───── DATA PROVIDED ─────
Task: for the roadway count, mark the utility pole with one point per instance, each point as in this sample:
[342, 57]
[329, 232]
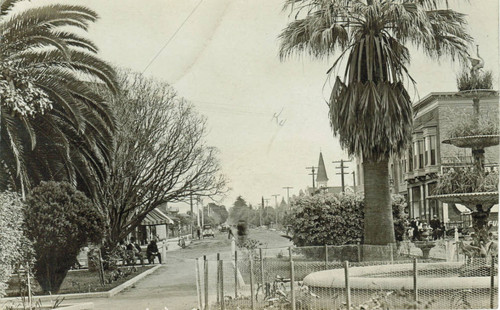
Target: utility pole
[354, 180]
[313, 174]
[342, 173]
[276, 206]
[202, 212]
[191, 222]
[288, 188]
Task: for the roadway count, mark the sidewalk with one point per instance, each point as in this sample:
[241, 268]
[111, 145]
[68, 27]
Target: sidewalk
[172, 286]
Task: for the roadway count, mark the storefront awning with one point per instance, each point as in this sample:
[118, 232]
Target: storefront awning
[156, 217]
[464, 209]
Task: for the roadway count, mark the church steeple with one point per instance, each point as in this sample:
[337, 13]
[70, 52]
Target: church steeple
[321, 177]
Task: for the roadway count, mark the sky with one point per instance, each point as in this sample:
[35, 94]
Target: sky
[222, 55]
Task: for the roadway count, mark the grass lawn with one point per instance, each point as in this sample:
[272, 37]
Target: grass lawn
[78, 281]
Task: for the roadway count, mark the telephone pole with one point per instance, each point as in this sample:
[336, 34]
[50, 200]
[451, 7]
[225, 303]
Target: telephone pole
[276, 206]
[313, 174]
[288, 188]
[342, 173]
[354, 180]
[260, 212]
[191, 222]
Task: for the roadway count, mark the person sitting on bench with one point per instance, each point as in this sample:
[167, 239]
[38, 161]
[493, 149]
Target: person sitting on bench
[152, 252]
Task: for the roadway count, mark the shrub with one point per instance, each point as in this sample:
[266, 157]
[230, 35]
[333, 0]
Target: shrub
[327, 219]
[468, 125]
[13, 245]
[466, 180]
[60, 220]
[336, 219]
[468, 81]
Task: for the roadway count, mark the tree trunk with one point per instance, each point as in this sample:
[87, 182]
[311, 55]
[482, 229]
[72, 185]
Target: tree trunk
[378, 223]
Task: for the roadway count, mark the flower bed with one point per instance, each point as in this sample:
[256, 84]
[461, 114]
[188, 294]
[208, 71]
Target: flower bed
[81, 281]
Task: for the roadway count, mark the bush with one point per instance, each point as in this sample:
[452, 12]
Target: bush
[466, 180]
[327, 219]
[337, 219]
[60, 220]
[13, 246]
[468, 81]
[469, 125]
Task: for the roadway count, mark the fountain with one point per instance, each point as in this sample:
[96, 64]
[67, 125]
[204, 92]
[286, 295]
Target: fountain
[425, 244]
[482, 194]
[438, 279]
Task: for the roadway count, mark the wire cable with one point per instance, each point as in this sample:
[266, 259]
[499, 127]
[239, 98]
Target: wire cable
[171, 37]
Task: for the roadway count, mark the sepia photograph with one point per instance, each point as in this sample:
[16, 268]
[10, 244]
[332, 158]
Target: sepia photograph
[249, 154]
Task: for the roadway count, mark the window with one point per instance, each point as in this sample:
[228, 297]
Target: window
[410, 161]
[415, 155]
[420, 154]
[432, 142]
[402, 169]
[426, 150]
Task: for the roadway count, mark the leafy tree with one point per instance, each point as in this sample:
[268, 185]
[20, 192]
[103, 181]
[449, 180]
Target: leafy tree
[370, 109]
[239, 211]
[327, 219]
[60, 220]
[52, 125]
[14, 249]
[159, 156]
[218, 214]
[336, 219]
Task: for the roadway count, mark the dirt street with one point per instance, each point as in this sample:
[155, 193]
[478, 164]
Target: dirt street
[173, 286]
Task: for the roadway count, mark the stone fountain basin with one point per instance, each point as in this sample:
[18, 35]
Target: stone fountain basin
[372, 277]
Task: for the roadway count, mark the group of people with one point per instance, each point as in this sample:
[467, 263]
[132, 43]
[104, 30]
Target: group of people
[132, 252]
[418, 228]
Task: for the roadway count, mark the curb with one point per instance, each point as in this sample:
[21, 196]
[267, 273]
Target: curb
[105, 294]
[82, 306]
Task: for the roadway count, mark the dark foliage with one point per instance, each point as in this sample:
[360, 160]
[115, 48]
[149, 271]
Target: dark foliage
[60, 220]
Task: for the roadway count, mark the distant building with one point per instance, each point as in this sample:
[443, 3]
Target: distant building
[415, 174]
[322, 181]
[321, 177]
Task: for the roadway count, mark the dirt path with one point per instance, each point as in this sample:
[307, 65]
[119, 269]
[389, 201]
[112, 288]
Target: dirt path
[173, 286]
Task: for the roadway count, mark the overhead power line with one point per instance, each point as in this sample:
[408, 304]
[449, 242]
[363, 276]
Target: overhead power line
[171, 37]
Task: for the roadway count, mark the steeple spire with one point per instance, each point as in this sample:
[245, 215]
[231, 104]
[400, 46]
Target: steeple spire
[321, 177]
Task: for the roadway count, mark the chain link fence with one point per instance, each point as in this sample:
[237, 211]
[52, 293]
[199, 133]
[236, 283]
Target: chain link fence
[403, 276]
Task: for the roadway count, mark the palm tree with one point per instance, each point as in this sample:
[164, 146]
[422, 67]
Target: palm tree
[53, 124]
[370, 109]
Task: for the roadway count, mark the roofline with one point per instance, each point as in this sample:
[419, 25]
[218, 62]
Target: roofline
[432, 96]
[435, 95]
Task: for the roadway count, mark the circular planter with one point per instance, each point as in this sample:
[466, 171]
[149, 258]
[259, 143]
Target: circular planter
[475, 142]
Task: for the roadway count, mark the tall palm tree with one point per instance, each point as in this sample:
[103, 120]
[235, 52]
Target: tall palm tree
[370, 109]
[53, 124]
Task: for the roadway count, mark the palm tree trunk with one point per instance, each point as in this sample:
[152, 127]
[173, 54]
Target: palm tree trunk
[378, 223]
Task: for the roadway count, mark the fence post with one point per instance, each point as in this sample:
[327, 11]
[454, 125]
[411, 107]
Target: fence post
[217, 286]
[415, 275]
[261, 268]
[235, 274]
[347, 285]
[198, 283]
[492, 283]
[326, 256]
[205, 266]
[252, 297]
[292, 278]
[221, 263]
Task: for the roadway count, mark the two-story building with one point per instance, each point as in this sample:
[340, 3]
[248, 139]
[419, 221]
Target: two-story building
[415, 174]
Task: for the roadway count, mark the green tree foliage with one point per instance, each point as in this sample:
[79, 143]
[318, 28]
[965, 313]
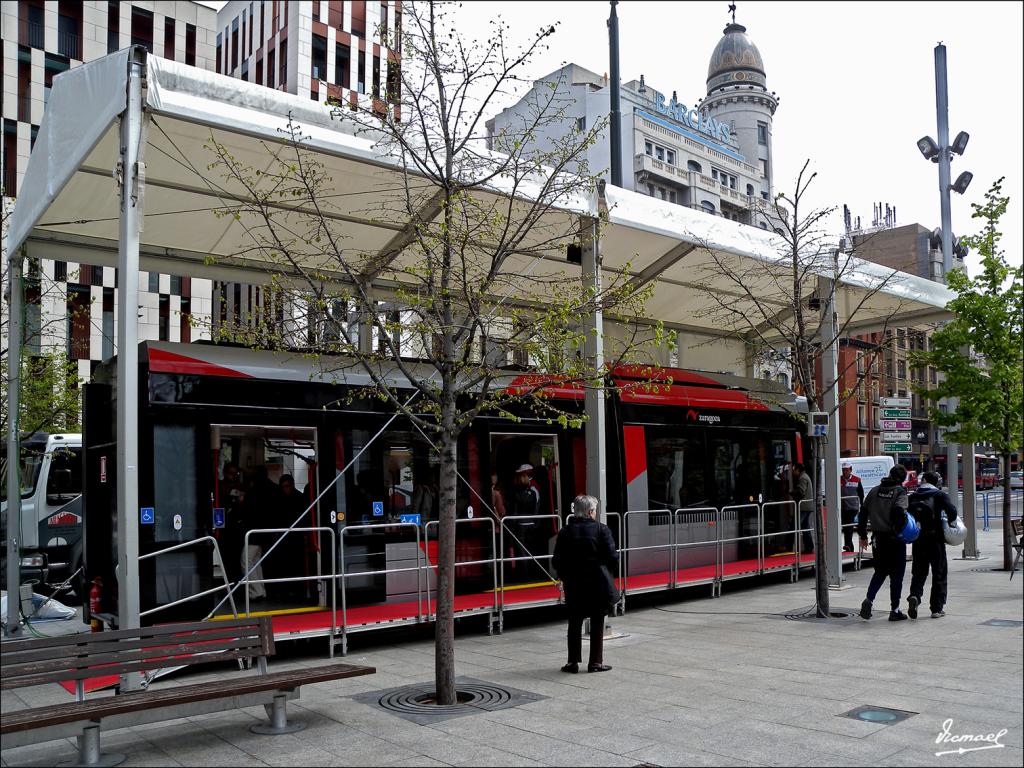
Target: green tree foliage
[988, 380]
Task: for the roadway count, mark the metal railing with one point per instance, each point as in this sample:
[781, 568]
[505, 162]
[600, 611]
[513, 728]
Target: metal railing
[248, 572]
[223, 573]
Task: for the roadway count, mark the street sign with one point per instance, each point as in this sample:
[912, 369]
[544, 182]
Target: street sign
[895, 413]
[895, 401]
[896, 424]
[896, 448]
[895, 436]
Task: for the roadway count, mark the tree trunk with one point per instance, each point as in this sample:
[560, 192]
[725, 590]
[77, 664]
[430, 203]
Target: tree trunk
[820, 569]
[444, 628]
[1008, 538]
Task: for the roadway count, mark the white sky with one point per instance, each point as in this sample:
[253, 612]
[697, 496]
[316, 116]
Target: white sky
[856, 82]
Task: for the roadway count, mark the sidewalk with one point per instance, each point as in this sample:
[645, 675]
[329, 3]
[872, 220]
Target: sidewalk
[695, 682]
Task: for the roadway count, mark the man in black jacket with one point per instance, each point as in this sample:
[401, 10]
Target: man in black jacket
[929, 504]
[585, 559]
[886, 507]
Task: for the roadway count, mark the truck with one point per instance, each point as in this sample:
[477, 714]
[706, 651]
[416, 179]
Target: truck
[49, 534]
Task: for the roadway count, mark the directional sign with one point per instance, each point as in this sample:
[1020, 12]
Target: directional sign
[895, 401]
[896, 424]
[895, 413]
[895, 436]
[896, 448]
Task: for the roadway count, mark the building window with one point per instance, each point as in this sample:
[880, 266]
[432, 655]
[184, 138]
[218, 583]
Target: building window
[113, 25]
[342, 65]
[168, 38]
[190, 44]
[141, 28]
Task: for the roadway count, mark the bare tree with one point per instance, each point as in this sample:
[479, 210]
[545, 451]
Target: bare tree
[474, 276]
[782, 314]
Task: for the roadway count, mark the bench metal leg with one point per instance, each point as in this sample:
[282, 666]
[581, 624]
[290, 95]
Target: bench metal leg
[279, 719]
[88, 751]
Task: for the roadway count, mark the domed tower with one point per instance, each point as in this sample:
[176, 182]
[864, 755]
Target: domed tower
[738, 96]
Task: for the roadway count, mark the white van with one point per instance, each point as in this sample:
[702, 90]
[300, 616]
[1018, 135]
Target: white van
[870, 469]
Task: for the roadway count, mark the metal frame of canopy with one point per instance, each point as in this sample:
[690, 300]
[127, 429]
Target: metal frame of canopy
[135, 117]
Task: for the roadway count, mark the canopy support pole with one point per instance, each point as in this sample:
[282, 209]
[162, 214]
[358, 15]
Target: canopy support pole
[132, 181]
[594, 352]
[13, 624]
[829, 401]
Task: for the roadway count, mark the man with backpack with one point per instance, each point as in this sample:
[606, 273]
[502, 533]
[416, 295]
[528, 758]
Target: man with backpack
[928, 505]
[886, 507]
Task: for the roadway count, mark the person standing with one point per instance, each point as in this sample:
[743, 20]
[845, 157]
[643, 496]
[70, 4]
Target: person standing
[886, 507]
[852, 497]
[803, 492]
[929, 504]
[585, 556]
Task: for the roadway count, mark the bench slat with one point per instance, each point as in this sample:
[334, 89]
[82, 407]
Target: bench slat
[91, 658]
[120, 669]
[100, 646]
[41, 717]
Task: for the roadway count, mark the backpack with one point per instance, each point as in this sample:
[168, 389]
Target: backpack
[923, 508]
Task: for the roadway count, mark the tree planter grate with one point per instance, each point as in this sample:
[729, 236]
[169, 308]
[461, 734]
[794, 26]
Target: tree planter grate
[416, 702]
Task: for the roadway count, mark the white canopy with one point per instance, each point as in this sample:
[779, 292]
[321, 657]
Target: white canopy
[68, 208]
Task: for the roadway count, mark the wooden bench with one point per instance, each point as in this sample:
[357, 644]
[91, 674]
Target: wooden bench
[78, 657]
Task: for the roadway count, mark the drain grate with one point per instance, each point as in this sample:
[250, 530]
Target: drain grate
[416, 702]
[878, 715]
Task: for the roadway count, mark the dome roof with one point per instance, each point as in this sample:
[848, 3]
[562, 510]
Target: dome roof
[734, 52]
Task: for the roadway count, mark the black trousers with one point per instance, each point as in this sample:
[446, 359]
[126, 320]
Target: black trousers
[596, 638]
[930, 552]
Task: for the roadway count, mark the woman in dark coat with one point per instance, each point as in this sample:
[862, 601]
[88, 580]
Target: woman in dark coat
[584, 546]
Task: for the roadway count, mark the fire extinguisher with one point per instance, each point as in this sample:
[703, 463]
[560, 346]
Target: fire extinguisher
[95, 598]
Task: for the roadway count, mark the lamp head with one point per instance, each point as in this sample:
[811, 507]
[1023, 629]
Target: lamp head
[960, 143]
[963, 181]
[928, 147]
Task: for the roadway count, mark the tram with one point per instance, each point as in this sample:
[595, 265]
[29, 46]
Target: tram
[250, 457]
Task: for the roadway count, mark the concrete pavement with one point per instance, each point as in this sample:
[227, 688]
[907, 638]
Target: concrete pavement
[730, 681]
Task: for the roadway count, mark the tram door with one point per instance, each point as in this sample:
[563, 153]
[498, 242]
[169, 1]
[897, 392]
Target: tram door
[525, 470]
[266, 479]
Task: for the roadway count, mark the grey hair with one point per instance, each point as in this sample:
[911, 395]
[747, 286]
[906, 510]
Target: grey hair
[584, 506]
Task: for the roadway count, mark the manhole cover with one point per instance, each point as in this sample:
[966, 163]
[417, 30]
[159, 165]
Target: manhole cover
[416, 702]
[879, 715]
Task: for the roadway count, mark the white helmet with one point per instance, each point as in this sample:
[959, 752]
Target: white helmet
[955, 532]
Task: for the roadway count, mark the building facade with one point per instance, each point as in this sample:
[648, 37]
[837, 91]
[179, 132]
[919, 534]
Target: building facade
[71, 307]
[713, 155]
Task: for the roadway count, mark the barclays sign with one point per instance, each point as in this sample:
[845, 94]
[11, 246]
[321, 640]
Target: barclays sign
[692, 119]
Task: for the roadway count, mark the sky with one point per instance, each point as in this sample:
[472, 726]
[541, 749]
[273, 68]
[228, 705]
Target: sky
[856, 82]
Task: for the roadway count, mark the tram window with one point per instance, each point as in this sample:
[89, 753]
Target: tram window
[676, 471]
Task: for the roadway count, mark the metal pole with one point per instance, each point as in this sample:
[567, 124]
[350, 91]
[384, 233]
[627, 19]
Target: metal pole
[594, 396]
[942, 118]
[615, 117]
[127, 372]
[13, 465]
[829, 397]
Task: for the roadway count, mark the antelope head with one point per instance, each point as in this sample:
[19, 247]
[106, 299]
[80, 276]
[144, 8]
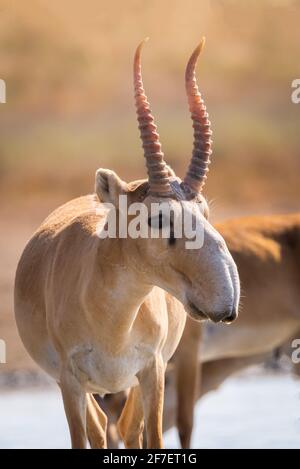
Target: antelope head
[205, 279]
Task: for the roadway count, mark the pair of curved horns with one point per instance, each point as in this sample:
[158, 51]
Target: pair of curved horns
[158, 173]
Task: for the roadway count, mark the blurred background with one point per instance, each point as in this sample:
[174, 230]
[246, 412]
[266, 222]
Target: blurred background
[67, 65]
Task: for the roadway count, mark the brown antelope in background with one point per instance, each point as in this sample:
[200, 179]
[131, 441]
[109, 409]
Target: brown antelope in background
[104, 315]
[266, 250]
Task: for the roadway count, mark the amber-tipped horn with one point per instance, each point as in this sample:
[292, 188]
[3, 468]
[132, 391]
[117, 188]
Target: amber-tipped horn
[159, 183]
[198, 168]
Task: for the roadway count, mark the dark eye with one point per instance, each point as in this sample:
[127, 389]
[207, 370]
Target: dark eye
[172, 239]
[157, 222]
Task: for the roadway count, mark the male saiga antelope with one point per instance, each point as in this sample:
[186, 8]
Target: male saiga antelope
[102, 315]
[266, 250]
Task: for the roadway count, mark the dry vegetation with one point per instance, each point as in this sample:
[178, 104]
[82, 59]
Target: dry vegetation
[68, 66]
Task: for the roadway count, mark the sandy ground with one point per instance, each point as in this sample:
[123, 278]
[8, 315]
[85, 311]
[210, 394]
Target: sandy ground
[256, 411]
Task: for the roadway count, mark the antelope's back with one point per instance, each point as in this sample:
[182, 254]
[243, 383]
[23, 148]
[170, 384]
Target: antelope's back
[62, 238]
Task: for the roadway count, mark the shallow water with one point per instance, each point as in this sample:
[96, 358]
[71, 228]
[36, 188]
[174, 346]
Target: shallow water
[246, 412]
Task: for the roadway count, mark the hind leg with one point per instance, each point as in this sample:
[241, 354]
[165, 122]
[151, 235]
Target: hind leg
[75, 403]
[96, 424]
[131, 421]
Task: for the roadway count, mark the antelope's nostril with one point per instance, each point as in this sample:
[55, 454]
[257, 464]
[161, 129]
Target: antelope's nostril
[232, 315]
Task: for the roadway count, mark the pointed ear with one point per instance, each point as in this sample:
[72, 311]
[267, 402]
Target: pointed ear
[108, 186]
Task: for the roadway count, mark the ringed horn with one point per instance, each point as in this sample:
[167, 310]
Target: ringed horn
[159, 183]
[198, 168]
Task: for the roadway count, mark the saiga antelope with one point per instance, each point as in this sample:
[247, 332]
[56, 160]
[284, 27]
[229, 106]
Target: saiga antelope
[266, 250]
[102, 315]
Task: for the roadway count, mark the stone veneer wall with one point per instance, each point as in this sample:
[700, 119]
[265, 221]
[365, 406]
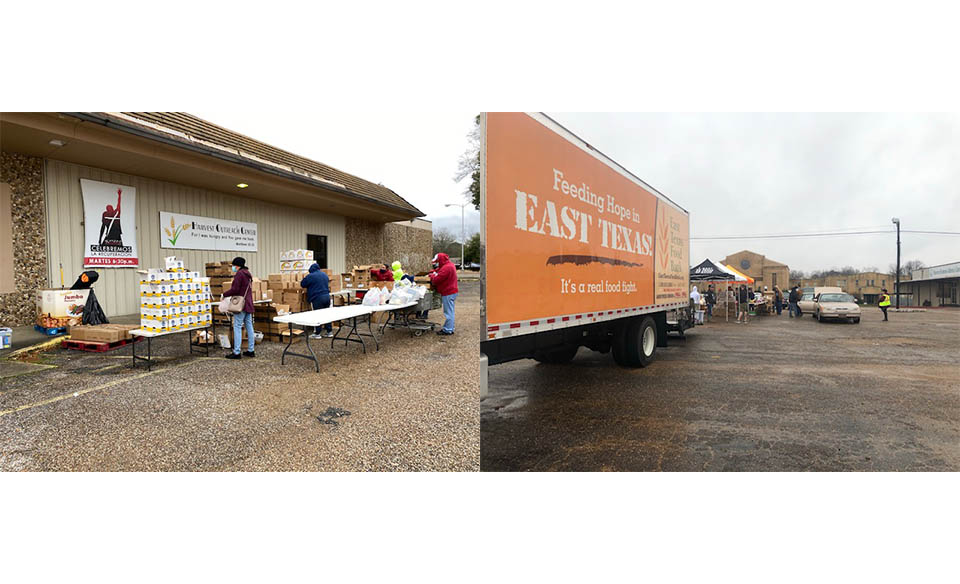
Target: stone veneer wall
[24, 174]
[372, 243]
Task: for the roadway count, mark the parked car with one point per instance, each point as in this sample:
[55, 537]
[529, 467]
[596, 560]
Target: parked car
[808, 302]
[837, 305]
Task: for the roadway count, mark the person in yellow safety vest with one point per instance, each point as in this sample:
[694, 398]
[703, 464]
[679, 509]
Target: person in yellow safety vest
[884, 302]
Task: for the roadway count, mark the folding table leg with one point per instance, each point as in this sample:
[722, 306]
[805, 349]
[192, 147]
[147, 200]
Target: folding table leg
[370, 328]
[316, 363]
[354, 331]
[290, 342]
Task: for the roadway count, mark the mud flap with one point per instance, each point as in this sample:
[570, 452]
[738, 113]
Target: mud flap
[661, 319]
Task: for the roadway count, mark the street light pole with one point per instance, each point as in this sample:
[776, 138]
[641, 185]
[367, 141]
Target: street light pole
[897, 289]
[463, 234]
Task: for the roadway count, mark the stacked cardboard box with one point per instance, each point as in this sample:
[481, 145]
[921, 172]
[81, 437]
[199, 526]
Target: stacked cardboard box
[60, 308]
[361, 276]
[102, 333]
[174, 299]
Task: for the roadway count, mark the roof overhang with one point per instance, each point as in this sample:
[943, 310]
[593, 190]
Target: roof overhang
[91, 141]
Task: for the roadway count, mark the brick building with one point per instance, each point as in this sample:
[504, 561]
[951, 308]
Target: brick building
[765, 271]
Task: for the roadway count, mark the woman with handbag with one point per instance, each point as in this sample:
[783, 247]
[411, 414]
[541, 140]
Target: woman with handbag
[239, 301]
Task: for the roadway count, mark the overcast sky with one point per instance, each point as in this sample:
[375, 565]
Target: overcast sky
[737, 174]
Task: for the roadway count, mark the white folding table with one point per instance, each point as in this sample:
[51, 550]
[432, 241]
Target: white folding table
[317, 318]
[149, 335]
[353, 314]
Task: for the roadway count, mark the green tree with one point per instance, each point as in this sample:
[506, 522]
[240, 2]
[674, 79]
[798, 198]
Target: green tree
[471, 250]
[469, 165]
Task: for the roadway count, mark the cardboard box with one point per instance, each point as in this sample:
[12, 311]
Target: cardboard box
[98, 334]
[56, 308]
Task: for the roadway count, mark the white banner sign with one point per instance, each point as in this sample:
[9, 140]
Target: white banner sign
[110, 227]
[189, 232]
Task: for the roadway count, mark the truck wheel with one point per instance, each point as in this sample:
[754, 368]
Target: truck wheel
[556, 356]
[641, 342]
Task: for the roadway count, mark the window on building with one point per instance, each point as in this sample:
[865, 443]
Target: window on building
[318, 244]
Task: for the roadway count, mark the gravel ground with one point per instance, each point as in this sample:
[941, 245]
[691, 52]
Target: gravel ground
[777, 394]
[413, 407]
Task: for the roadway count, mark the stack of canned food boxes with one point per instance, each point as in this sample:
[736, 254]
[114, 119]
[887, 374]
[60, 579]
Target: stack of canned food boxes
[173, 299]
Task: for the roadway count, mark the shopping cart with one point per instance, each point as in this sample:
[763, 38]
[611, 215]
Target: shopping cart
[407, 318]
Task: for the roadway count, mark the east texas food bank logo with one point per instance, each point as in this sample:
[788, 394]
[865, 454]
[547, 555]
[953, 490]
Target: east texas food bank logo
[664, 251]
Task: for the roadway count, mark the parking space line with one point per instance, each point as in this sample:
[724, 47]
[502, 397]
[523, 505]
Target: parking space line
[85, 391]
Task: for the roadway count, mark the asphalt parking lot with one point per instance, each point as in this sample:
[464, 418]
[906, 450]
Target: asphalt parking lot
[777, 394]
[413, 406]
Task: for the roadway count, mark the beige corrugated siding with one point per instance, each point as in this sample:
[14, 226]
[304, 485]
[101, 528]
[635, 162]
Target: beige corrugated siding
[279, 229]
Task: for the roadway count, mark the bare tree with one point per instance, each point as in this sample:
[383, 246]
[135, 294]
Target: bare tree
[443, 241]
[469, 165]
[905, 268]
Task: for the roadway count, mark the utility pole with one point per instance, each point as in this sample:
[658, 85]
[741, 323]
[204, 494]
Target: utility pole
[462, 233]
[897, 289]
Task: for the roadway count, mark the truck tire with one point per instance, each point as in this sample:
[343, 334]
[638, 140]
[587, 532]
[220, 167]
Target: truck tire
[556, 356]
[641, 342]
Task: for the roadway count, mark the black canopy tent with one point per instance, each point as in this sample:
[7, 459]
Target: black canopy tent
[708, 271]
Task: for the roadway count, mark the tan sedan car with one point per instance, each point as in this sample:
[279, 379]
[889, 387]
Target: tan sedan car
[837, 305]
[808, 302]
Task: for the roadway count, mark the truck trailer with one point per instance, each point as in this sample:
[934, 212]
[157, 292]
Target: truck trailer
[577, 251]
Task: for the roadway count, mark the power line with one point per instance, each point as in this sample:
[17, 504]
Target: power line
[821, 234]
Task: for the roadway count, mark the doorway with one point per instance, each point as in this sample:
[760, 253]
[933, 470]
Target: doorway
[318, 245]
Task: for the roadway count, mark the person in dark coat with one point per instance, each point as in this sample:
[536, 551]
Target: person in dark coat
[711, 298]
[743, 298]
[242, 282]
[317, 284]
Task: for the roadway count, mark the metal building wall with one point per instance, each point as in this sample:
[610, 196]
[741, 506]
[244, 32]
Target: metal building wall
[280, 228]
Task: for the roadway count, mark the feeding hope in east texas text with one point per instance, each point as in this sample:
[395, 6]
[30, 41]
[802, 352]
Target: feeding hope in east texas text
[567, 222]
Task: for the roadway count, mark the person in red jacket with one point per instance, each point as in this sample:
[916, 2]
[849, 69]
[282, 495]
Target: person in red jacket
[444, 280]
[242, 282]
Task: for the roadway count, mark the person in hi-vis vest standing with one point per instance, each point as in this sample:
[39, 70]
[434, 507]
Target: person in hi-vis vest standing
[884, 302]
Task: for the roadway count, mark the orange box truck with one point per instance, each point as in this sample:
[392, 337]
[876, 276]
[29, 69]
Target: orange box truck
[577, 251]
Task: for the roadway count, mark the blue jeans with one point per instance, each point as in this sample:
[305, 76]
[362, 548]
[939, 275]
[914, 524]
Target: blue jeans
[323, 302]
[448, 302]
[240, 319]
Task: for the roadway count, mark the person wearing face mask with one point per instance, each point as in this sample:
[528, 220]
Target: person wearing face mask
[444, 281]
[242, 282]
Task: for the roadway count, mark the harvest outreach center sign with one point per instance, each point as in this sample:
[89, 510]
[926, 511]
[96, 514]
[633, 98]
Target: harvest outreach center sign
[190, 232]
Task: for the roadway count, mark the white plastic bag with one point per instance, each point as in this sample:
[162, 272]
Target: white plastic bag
─────
• _WORK INSTRUCTIONS_
Retype exactly, please, each line from the line that contains "Task: for the roadway count, mark the blue" through the last line of the entries above, with nothing added.

• _RESULT_
Task: for the roadway count, mark the blue jeans with one point per instance, each point as in this sample:
[305, 76]
[362, 548]
[939, 275]
[914, 524]
Target: blue jeans
[323, 302]
[448, 302]
[240, 319]
Task: for the roadway count, mark the person wearing face mask with one point per instance, each point as in this sample:
[528, 220]
Target: person wearing face mask
[444, 281]
[242, 282]
Task: for the roadway count, mark the harvest outreach center sign with one point per instance, each point as in this sample:
[89, 510]
[926, 511]
[96, 514]
[633, 98]
Target: harvest outreach center sign
[190, 232]
Task: for the roadway count, mark the white plastic bag with one point per instance, each point as in this sample:
[162, 272]
Target: white plastic bag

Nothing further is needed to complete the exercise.